▶ _PROVIDED DATA_
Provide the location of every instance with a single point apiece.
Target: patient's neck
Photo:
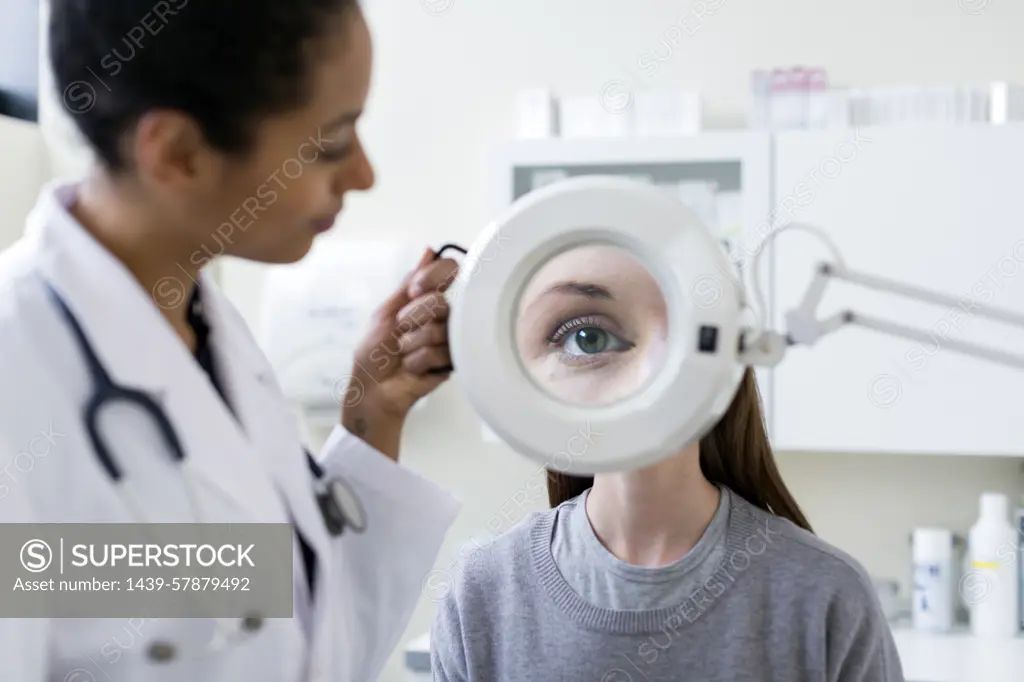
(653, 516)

* * *

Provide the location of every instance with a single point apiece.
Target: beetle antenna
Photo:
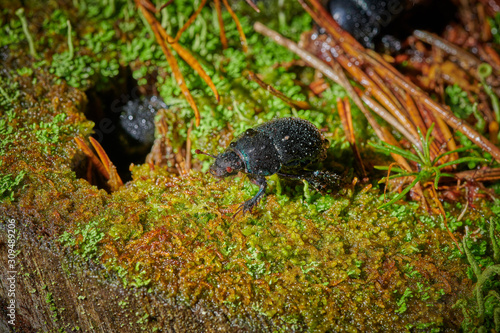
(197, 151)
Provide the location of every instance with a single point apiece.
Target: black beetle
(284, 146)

==

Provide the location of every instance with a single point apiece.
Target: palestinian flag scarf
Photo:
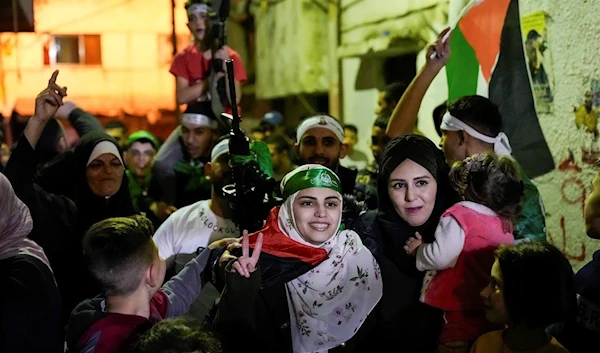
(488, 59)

▶ _SHORT EXERCISE_
How many lines in the items above contain the word "Target"? Reply with the number alone.

▶ _FINAL RESULT_
4